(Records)
________________________
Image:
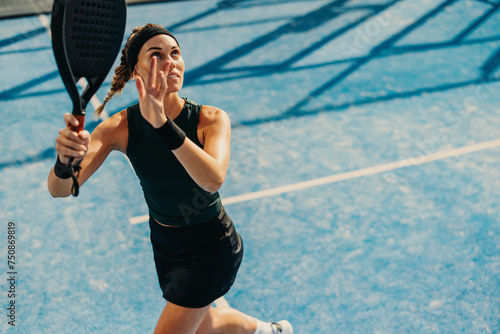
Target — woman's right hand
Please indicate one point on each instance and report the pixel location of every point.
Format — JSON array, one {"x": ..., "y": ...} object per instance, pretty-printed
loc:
[{"x": 70, "y": 144}]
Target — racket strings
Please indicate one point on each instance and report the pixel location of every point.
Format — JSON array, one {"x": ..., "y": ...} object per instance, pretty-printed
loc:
[{"x": 95, "y": 28}]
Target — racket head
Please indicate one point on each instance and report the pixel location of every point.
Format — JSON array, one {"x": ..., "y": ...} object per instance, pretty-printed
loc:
[{"x": 58, "y": 47}]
________________________
**YOUR GOAL:** Rewrite all of the material, replacing every "racket" with "racquet" and leaving everything else as it is. Omit the pictures from your answer.

**REPLY TO THE TASK:**
Image:
Target — woman's right hand
Please indicate one point on each instance and report the pixel location of every point.
Format — JSON array, one {"x": ..., "y": ...} object per instance, pretty-printed
loc:
[{"x": 70, "y": 144}]
Target — racquet strings
Please indicate one point on each instance and report the pixel location of every point.
Format — JSON array, one {"x": ..., "y": ...} object per instance, pretty-printed
loc:
[{"x": 95, "y": 28}]
Target — racquet head
Please indicate one point on each instance and report the pixel location of every point.
Format — JSON array, one {"x": ..., "y": ...} object per instance, pretty-printed
loc:
[{"x": 58, "y": 47}]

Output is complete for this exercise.